Provided records Start Marker
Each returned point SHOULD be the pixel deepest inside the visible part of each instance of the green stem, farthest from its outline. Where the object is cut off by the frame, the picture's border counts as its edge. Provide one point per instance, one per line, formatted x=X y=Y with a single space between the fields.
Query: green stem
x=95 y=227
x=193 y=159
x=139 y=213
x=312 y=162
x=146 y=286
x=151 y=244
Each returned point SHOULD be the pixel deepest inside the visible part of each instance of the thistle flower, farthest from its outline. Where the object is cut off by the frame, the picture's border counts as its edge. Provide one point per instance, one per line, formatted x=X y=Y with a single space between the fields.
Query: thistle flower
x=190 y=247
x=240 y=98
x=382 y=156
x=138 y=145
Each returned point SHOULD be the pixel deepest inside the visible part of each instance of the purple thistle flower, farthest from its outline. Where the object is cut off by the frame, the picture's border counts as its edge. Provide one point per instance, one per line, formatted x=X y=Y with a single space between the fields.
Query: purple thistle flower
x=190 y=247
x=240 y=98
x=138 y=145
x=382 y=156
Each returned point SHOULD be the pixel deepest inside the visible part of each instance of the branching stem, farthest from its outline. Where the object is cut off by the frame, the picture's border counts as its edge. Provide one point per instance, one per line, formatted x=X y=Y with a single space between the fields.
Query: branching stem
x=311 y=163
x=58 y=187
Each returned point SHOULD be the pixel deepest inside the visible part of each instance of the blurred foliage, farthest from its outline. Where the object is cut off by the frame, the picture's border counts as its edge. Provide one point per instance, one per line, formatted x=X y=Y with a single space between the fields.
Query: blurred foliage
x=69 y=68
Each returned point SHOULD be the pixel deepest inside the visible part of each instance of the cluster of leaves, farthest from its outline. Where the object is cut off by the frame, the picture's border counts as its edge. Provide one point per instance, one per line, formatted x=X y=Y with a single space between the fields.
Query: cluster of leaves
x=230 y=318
Provided records End Marker
What you will do: Repeat the material above in its entirety, exactly.

Worked solution:
Each returned point SHOULD be the pixel deepest inside the visible part of each instance of the green stem, farthest from its outline. Where the object is cut off by the frame, the picture's border counts as its edge. Provide one point per instance, one per line, formatted x=X y=Y with a single space between the fields.
Query: green stem
x=95 y=227
x=193 y=159
x=139 y=213
x=312 y=162
x=146 y=286
x=151 y=244
Each returned point SHOULD be the pixel deepest inside the visible part of each instance of the thistle flower, farthest from its outline. Where the object is cut off by the frame, the picture's border counts as its edge. Provide one point per instance, one per line, formatted x=X y=Y with a single space between the fields.
Query: thistle flower
x=190 y=247
x=240 y=98
x=382 y=156
x=138 y=145
Each returned point SHOULD be the pixel deepest inside the visible part of each instance of the purple thistle flower, farthest from its outline. Where the object is cut off by the frame, the picture's border counts as its edge. Provide one point per instance, one per line, formatted x=X y=Y with a single space between the fields.
Query: purple thistle flower
x=190 y=247
x=240 y=98
x=138 y=145
x=382 y=156
Each returned point SHOULD be the pixel deepest inside the visible part of each instance of the branching stem, farthest from its outline. Where the object is cut off by the frame, the picture's border counts as its edge. Provide one point per instance, one per line, formatted x=X y=Y with a single space between the fields.
Query: branching stem
x=311 y=163
x=58 y=187
Each returned point SHOULD be the pixel deepest inside the visible part of each instance of the blurred foliage, farthest from its outline. Where the object is cut off by the frame, the picture's border counts as its edge. Provide one point per instance, one per line, formatted x=X y=Y with a single space between the fields.
Query: blurred foliage
x=69 y=68
Each returned point SHOULD be the pixel deepest inside the visible part of each instance of the cluster of leaves, farthest from its outline. Where the object is cut off by the frame, the picture's border counts as its edge. Provide one point per instance, one per line, formatted x=X y=Y with a single space between the fields.
Query: cluster of leaves
x=230 y=318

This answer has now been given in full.